Point labeling dataset excerpts:
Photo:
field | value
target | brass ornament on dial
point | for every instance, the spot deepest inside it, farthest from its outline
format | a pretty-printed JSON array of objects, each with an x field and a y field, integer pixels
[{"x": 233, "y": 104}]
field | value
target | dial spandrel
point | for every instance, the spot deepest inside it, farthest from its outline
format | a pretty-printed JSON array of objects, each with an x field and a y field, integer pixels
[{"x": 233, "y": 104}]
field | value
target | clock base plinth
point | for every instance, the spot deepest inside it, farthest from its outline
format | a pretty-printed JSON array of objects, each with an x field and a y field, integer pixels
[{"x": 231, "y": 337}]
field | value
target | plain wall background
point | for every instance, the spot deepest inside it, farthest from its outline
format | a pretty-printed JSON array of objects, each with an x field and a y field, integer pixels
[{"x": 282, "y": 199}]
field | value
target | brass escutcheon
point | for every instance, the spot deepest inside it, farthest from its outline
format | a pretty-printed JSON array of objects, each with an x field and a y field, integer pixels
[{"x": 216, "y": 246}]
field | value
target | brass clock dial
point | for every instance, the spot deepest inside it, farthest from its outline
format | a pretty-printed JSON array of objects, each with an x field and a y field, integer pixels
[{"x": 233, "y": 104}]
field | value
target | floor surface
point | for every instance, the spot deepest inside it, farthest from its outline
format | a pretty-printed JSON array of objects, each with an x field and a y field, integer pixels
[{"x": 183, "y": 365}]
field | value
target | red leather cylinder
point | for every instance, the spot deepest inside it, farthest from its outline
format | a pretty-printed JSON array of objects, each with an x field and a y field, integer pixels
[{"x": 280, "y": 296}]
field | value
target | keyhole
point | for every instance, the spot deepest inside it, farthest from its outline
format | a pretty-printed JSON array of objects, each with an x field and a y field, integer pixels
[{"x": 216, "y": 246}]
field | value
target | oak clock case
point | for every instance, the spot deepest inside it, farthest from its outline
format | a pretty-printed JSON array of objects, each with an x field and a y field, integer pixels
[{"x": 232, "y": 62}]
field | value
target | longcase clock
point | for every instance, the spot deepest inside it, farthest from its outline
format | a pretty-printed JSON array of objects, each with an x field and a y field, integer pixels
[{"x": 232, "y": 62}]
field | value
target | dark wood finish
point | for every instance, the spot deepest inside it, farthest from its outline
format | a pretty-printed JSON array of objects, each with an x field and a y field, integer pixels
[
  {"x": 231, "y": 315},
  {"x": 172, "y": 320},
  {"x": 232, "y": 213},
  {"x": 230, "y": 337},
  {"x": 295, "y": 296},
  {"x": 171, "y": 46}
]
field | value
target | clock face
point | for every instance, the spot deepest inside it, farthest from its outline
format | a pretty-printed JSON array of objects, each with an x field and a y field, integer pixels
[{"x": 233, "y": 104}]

What you have to do ▸ Copy all the records above exactly, missing none.

Worked solution ▸
Photo:
field | value
target | brass ornament on dial
point | for every instance, the spot deepest inside it, farthest from its outline
format | a pretty-printed JSON array of objects, each with an x field and a y field, integer pixels
[{"x": 233, "y": 104}]
field | value
target | dial spandrel
point | for every instance, the spot deepest inside it, farthest from its outline
format | a pretty-printed JSON array of objects, each with an x field and a y field, integer pixels
[{"x": 233, "y": 104}]
field | value
target | clock base plinth
point | for every instance, the spot deepest inside it, farthest from its outline
format | a pretty-printed JSON array of objects, each with an x field and a y field, integer pixels
[{"x": 231, "y": 337}]
field | value
target | plain wall background
point | for every instance, the spot deepest inside it, farthest from its outline
format | a pretty-printed JSON array of objects, each with an x field and a y field, integer pixels
[{"x": 282, "y": 199}]
field | value
target | brass escutcheon
point | for every instance, the spot deepest inside it, farthest from its outline
format | a pretty-printed JSON array of objects, each with an x field and a y field, integer pixels
[{"x": 216, "y": 246}]
field | value
target | brass clock dial
point | for every instance, the spot deepest inside it, farthest from its outline
format | a pretty-printed JSON array of objects, each with an x field and a y field, integer pixels
[{"x": 233, "y": 104}]
field | value
target | floor surface
point | for every instance, the spot deepest inside it, farthest from its outline
format | a pretty-printed JSON array of objects, each with an x field and a y field, integer pixels
[{"x": 183, "y": 365}]
field | value
target | red leather cylinder
point | for every instance, the spot deepest inside it, farthest from its outline
format | a pretty-printed JSON array of objects, each with an x field and a y field, integer pixels
[{"x": 280, "y": 296}]
field | value
target | keyhole
point | for every instance, the spot deepest inside it, farthest from its outline
format | a pretty-printed JSON array of objects, each with an x field and a y field, integer pixels
[{"x": 216, "y": 246}]
field | value
target | oak clock case
point | for every instance, the spot deepest inside it, farthest from its outline
format | a pretty-printed JSON array of objects, each with an x field and a y field, integer pixels
[{"x": 232, "y": 62}]
field | value
target | longcase clock
point | for every instance, the spot deepest inside it, farthest from its outline
format | a pretty-printed JSON array of objects, each with an x field and a y field, integer pixels
[{"x": 232, "y": 62}]
field | value
target | dark wood finish
point | for every instance, the spot deepest inside it, farthest from its outline
format | a pretty-printed JSON array of objects, each with an x field and a y field, integer pixels
[
  {"x": 231, "y": 315},
  {"x": 172, "y": 320},
  {"x": 232, "y": 213},
  {"x": 230, "y": 337},
  {"x": 295, "y": 296},
  {"x": 171, "y": 46}
]
field | value
target | clock face
point | for every instance, the spot deepest inside it, farthest from its outline
format | a pretty-printed JSON array of objects, each with an x field and a y field, integer pixels
[{"x": 233, "y": 104}]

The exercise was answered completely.